'''

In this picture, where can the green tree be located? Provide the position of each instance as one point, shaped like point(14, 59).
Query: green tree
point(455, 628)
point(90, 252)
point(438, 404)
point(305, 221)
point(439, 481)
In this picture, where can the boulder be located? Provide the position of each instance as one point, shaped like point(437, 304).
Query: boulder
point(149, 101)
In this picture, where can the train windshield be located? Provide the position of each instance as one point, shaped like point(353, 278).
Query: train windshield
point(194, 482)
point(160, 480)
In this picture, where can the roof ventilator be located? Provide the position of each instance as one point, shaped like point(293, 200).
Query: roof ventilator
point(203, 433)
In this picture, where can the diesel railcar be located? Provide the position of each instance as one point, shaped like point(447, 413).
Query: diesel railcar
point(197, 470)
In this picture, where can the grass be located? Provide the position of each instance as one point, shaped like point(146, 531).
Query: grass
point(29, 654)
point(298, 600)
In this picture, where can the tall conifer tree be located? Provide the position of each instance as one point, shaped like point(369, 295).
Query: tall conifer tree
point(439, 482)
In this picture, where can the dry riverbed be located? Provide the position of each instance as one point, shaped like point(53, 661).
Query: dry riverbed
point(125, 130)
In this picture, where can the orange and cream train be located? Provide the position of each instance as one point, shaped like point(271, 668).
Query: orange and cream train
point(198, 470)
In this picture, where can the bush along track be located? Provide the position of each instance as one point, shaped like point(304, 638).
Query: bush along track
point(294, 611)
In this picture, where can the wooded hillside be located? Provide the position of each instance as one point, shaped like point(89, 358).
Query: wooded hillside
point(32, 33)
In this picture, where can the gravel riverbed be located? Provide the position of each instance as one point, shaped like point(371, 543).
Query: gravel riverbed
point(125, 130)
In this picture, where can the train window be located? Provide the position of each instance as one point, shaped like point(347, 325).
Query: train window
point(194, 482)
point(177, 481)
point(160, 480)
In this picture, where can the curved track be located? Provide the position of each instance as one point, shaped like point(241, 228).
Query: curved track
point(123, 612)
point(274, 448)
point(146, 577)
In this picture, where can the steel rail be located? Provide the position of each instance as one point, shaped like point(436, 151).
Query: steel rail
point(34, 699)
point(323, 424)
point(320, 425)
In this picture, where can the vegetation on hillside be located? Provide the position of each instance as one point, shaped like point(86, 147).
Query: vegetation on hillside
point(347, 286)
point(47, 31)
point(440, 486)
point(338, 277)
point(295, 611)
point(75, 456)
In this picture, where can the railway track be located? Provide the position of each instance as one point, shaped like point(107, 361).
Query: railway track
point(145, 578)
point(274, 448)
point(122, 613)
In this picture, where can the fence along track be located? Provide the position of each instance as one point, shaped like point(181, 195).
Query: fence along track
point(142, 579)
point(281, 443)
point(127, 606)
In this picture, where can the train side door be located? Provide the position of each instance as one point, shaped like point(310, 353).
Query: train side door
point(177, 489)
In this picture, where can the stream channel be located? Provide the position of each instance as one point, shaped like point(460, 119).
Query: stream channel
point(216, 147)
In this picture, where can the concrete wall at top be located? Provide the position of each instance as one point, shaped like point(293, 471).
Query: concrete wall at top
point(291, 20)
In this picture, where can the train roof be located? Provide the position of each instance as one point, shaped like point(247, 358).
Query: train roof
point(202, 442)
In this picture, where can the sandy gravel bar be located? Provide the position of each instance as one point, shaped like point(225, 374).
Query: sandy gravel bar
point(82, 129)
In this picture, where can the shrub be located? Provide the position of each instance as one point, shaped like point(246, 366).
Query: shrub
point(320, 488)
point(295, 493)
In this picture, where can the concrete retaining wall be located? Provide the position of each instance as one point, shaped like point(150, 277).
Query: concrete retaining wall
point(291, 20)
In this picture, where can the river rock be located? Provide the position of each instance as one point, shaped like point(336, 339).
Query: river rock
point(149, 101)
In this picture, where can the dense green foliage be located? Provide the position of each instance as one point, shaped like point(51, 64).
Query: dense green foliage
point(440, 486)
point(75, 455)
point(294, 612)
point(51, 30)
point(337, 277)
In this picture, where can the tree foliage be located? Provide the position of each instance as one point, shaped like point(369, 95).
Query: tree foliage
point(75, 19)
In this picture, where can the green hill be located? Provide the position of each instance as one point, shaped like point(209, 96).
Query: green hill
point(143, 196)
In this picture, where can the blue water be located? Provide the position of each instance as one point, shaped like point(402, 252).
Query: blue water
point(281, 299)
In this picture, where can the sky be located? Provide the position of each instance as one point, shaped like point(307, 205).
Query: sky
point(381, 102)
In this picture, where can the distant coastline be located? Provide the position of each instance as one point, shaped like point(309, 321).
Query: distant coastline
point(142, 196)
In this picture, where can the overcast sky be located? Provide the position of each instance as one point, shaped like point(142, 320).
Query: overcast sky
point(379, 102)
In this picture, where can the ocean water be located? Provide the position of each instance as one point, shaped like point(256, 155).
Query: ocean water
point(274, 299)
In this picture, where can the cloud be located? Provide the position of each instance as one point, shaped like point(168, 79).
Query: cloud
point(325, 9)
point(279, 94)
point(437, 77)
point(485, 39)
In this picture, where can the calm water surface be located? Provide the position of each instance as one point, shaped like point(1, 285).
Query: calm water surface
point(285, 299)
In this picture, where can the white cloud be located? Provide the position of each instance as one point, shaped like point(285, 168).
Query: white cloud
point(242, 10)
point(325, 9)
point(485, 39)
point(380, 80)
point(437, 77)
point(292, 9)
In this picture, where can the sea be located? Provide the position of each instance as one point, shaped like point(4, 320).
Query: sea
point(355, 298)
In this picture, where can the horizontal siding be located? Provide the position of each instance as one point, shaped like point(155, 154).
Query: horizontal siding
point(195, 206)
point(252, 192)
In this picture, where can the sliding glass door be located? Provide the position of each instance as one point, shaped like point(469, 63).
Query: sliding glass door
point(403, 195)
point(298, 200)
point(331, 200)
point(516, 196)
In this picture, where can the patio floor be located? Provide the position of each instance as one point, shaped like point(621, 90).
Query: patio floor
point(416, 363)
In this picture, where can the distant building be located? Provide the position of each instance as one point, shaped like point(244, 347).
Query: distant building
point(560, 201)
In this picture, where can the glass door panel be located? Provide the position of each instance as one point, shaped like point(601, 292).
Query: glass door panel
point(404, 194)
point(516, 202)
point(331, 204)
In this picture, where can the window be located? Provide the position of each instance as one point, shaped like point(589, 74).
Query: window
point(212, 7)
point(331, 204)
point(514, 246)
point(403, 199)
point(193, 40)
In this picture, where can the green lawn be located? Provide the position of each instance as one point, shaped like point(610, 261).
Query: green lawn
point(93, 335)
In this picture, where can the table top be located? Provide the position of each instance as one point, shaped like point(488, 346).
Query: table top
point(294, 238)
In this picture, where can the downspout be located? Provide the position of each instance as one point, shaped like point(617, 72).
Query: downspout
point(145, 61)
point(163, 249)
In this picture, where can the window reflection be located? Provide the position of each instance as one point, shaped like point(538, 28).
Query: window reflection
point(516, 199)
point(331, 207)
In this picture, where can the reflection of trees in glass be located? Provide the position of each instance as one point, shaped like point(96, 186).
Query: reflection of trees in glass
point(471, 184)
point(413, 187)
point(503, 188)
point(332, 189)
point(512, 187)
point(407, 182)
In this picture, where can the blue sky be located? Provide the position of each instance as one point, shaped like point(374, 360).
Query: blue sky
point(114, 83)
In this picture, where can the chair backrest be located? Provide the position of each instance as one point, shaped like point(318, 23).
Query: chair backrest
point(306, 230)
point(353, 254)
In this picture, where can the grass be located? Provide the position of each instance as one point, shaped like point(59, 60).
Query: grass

'''

§ **The problem**
The records above should be returned exactly.

§ **Written answer**
In this picture, where can the green tree be located? Provide the position of each instance as one point, shaped like point(14, 59).
Query: green tree
point(455, 628)
point(90, 252)
point(438, 404)
point(305, 221)
point(439, 481)
In this picture, where can the boulder be located? Provide the position of each instance as one point, shaped like point(437, 304).
Query: boulder
point(149, 101)
In this picture, where can the train windshield be located? Provide the position of each instance as one point, shaped like point(353, 278).
Query: train windshield
point(194, 482)
point(160, 480)
In this picture, where can the roof ventilator be located? Provide the position of each instance as one point, shaped like point(293, 200).
Query: roof ventilator
point(203, 433)
In this picture, where can the diesel railcar be located? Provide the position of each instance as one point, shaped like point(447, 413).
Query: diesel railcar
point(197, 470)
In this picture, where can the grass be located? Provide the position of each instance as one point, shaped like point(146, 531).
Query: grass
point(29, 654)
point(298, 600)
In this picture, where can the tall conifer tree be located? Provide the position of each instance as one point, shaped like point(369, 295).
Query: tall conifer tree
point(439, 482)
In this picture, where can the dry riverbed be located? Provide the position of each instance as one point, shaped like point(53, 661).
Query: dry riverbed
point(125, 130)
In this picture, where can the orange and cream train be located? Provide the position of each instance as one point, shaped like point(271, 668).
Query: orange and cream train
point(198, 470)
In this picture, where can the bush along track be located? Provide the position of each instance as one point, shaped like point(304, 638).
Query: bush along track
point(294, 611)
In this picture, where can the wooded hillside be located? Provide the position of each instance as one point, shaped like point(89, 358).
Query: wooded hillside
point(32, 33)
In this picture, where can the gravel riverbed be located? Provide the position of each instance as one point, shaped like point(371, 543).
Query: gravel riverbed
point(125, 130)
In this picture, where can the train window be located? Provide the position of each instance as one point, shaped like point(347, 325).
Query: train window
point(194, 482)
point(177, 481)
point(160, 480)
In this picture, where can the curved track be located? Provide the position of each instance as one point, shaped like point(241, 228).
Query: curved track
point(123, 612)
point(274, 448)
point(146, 577)
In this picture, where can the steel rail be located? Provide the position of each instance as one point, shaped like point(436, 151).
Query: steel rail
point(34, 699)
point(323, 424)
point(320, 425)
In this picture, where can the vegetation on hillside be located? Provide the position of each instance as one point, shaped like point(86, 147).
Query: vegetation on hillside
point(347, 286)
point(47, 31)
point(440, 486)
point(338, 277)
point(295, 611)
point(75, 456)
In this picture, where can the railway track be located? Provide the position of each instance as one point, shaped like point(107, 361).
Query: railway track
point(145, 578)
point(274, 448)
point(122, 613)
In this picture, where can the fence along track be located? Provide the position of each instance as one point, shaped like point(181, 195).
Query: fence along track
point(142, 579)
point(281, 443)
point(127, 606)
In this picture, where can the train side door be located? Provide the position of each instance as one point, shaped like point(310, 353).
Query: train side door
point(177, 489)
In this picture, where can the stream channel be located? Provide the position of each instance as one point, shaped like point(460, 119).
Query: stream channel
point(216, 147)
In this picture, where can the concrete wall at top be located? Provide the position of each instance as one point, shaped like point(293, 471).
Query: concrete wall at top
point(291, 20)
In this picture, where can the train roof be located? Provide the position of each instance as one point, shaped like point(247, 358).
Query: train roof
point(202, 442)
In this picture, where can the sandy gravel bar be located? Provide the position of each instance as one point, shaped like point(225, 374).
Query: sandy gravel bar
point(82, 129)
In this picture, where can the shrub be located? Provide the position of each instance as one point, shaped like point(246, 366).
Query: shrub
point(320, 488)
point(295, 493)
In this picture, where can the concrete retaining wall be located? Provide the position of each instance as one point, shaped like point(150, 277).
Query: concrete retaining wall
point(291, 20)
In this picture, where can the river rock be located? Provide the position of each instance as one point, shaped like point(336, 339).
Query: river rock
point(149, 101)
In this picture, where can the dense green foliage be located? Provide the position of each instance as one point, shaped like point(51, 64).
Query: dense green foliage
point(440, 486)
point(75, 455)
point(294, 612)
point(51, 30)
point(337, 277)
In this picture, where can the tree foliage be located? Provide the position of each instance as one point, shaped like point(369, 95).
Query: tree foliage
point(75, 19)
In this picture, where can the green hill be located? Provide the position of each instance as one point, shaped like point(209, 96).
Query: green hill
point(143, 196)
In this picture, where can the blue water be located? Provide the position of each instance as one point, shaped like point(402, 252).
Query: blue water
point(281, 299)
In this picture, where can the sky be located? Provide the position of each instance as one point, shaped like point(307, 205).
Query: sky
point(381, 102)
In this picture, where can the distant coastline be located? Provide the position of each instance as one point, shaped like point(309, 321).
Query: distant coastline
point(142, 196)
In this picture, where can the overcast sky be located? Provide the position of each instance as one point, shaped like point(142, 320).
Query: overcast sky
point(379, 102)
In this picture, where can the ocean water be located? Provide the position of each instance as one point, shaped like point(256, 155).
Query: ocean water
point(274, 299)
In this picture, where can the cloud be located? Provide the position of each instance as one point, shaped like point(168, 79).
Query: cloud
point(325, 9)
point(279, 94)
point(437, 77)
point(485, 39)
In this picture, where can the calm water surface be located? Provide the position of each instance as one point, shaped like point(1, 285).
Query: calm water surface
point(285, 299)
In this picture, where can the white cloud be located? Provide the position of each instance as one point, shaped like point(285, 168).
Query: white cloud
point(242, 10)
point(325, 9)
point(485, 39)
point(380, 80)
point(437, 77)
point(292, 9)
In this picture, where can the sea be located? Provide the position of each instance as one point, shaped like point(4, 320).
Query: sea
point(355, 298)
In this picture, where can the horizontal siding be located? Provide the position of each instance as one point, shaped like point(155, 154).
Query: horizontal siding
point(195, 206)
point(252, 192)
In this picture, where can the sliding glass door be located? Provide the position of each instance as one point, shaped like point(469, 63).
Query: sliding glass door
point(403, 195)
point(298, 200)
point(331, 200)
point(516, 196)
In this picture, where can the patio floor be located? Provide the position of each instance as one point, shaped like point(621, 90).
Query: patio floor
point(416, 363)
In this picture, where can the distant building be located? Provide the position of each instance as one point, shaped like point(244, 347).
Query: distant building
point(560, 201)
In this picture, where can the glass door panel be located? Provide the position of each instance as one point, shaped like point(601, 292).
Query: glass door panel
point(404, 194)
point(516, 202)
point(331, 204)
In this picture, where can the window be located? Provide the position of each instance as one point, shaped like point(589, 74).
Query: window
point(212, 7)
point(331, 204)
point(514, 246)
point(403, 199)
point(193, 40)
In this picture, where can the green lawn be located? Provide the position of each instance as one point, shaped like point(610, 261).
Query: green lawn
point(93, 335)
In this picture, where can the table top be located? Provide the position of each instance as one point, shaped like point(488, 346).
Query: table top
point(294, 238)
In this picture, where can the downspout be located? Provide the position of each instance as one point, shaped like point(617, 72).
Query: downspout
point(145, 61)
point(163, 249)
In this picture, where can the window reflection be located? Provide the position of each instance as one point, shaped like point(538, 28).
Query: window reflection
point(516, 199)
point(331, 207)
In this picture, where can the reflection of trees in glass be located? Provide the position of each instance as one point, shaped like point(96, 186).
Query: reflection of trees in glass
point(471, 184)
point(413, 187)
point(503, 188)
point(332, 189)
point(512, 187)
point(407, 182)
In this picture, where can the blue sky be located? Provide the position of each instance as one point, shaped like point(374, 360).
Query: blue sky
point(114, 83)
In this picture, where can the chair backrest be located? Provide the position of each instance as one point, shaped like point(318, 23).
Query: chair backrest
point(306, 230)
point(353, 254)
In this picture, where can the grass be located? Provide the position of each instance as one point, shaped like point(59, 60).
Query: grass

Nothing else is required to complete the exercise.